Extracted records

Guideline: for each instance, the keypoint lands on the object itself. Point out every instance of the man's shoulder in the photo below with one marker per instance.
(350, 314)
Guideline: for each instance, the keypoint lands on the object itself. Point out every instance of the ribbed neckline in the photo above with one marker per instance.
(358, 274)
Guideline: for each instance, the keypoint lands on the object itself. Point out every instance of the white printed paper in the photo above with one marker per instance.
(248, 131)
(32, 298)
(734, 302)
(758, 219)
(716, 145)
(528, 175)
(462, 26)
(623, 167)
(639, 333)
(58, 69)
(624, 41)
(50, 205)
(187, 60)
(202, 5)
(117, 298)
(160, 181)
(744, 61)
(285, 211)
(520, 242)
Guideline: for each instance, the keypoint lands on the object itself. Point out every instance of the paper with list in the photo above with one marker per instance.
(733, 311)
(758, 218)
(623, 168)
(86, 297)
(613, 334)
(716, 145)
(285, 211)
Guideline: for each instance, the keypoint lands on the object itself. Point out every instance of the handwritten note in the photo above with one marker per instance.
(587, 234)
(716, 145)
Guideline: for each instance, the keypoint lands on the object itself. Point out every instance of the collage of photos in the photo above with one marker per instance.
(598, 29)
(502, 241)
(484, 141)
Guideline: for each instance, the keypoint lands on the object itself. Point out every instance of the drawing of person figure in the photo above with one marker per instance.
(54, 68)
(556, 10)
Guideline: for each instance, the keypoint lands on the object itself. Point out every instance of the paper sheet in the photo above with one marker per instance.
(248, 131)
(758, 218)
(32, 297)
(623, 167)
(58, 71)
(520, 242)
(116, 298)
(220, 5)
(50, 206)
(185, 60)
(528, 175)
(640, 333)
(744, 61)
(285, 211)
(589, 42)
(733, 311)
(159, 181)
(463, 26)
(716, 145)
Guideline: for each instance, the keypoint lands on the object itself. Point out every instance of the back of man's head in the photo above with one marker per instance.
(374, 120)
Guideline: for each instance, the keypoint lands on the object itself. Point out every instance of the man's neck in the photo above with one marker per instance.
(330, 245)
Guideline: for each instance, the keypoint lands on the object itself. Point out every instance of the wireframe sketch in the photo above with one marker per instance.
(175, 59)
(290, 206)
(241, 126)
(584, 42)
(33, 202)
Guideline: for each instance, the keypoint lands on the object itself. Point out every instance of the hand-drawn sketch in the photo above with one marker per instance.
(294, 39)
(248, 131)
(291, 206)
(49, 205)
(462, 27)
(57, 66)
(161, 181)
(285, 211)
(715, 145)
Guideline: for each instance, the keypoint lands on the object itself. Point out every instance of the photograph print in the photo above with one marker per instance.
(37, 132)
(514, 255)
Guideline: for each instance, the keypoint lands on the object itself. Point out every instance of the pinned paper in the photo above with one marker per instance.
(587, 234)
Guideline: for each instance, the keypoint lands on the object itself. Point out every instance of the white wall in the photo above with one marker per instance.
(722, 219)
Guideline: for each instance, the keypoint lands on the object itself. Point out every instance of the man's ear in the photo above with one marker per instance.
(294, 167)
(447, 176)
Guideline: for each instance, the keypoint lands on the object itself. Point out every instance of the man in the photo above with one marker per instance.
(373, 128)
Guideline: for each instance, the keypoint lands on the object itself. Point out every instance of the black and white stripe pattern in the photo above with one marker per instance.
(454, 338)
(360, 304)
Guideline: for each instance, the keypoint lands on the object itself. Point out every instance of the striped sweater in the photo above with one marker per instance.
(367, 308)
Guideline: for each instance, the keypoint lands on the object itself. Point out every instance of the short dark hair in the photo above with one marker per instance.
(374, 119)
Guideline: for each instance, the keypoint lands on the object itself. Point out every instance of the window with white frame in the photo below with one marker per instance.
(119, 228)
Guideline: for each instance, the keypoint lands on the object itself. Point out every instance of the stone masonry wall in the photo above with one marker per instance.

» **What you need to do**:
Repeat all of the data shown above, exactly as it appears.

» **Exercise response**:
Guideline: for each instance, the keypoint lands on the object itself. Point out every instance of the man's shoulder in the photo below with one marker per instance.
(350, 314)
Guideline: for each instance, the keypoint lands on the object itself. Point out every instance of the ribbed neckline in the photo above with one marker per instance.
(358, 274)
Guideline: for each instance, the keypoint lands on the object itself. Point out every instance of the white printed paper in the photo above with one marker per instance.
(248, 131)
(32, 298)
(734, 302)
(758, 219)
(716, 145)
(528, 175)
(462, 26)
(623, 167)
(639, 333)
(58, 69)
(624, 41)
(50, 205)
(187, 60)
(202, 5)
(117, 298)
(160, 181)
(744, 61)
(285, 211)
(520, 242)
Guideline: for each instance, the keypoint lands on the object itself. Point out every instance of the paper with list in the photo above with one marker per instance.
(733, 311)
(758, 218)
(623, 168)
(86, 297)
(613, 334)
(716, 145)
(285, 211)
Guideline: for each instance, the keypoint lands on the object itself. Point out every instance of the handwritten note in the photo above with one marker per instance.
(587, 234)
(716, 145)
Guideline: for each instance, the keypoint lands on the object itself. Point out every instance of the collage of photos in the photo above with one marker per instance.
(598, 29)
(502, 241)
(484, 141)
Guideline: for each instance, the keypoint lands on the object itself. Point out every instance of the drawing of person figure in the photo above with one marker per instance.
(54, 68)
(556, 10)
Guideline: for each instance, the keypoint lands on the object itself. Point out every instance of the paper sheet in the photo above with one marker per instance.
(248, 131)
(758, 218)
(32, 297)
(623, 167)
(58, 71)
(520, 242)
(116, 298)
(220, 5)
(50, 206)
(185, 60)
(528, 175)
(640, 333)
(744, 61)
(285, 211)
(589, 42)
(733, 311)
(159, 181)
(463, 26)
(716, 145)
Guideline: for each instance, the keypoint lands on the object itself. Point out every instance of the back of man's head in the photo above with one marker per instance.
(374, 120)
Guideline: for each instance, the keypoint lands on the object itself. Point out every instance of the man's neck in the photo above with one marker per instance.
(330, 245)
Guideline: for each instance, the keypoint lands on the object itself. Point out every instance of the wireframe sketch in the photo above with one marker per instance.
(175, 59)
(290, 206)
(241, 126)
(584, 42)
(33, 202)
Guideline: for each instance, the keypoint lands on the object itself. Point out every instance of the hand-drawn sketch in the photo above with one marker per instance.
(294, 39)
(248, 131)
(291, 206)
(49, 205)
(462, 27)
(57, 66)
(161, 181)
(285, 211)
(715, 145)
Guideline: for each instance, the keypoint lands on the object itself. Point out every instance of the photograph print in the photo above with one marker per instance.
(37, 132)
(514, 255)
Guideline: for each instance, the keypoint lands on the object itself. Point out every instance of the pinned paper in the photo above with one marker per instance.
(587, 234)
Guideline: for each instance, the keypoint lands on the object itself. Point out every instance of the white wall in the photo above with one marker per instance.
(722, 219)
Guideline: for each instance, the keypoint lands on the object itself. Point out every instance of the man's ear in the photo above with one marker per instance.
(294, 167)
(447, 176)
Guideline: for each instance, the keypoint lands on the object itself. Point out every instance of the man in the photo above with one marker per instance.
(373, 128)
Guideline: for each instance, the keypoint lands on the object itself. Point out every instance of the black and white stripe pattern in the photo above with one marker per instance.
(454, 338)
(360, 304)
Guideline: for each instance, the keypoint lands on the object itself. Point out every instance of the striped sweater in the photo above with one marker per instance.
(367, 308)
Guideline: for each instance, the keypoint lands on the object itself. Point out every instance of the short dark hair in the photo above with one marker per instance.
(374, 119)
Guideline: for each instance, the keypoint lands on the object itself. Point out every instance of the window with white frame in the photo below with one marker per instance.
(119, 228)
Guideline: for each instance, the keypoint lands on the object itself. Point out every instance of the stone masonry wall in the photo above with one marker per instance.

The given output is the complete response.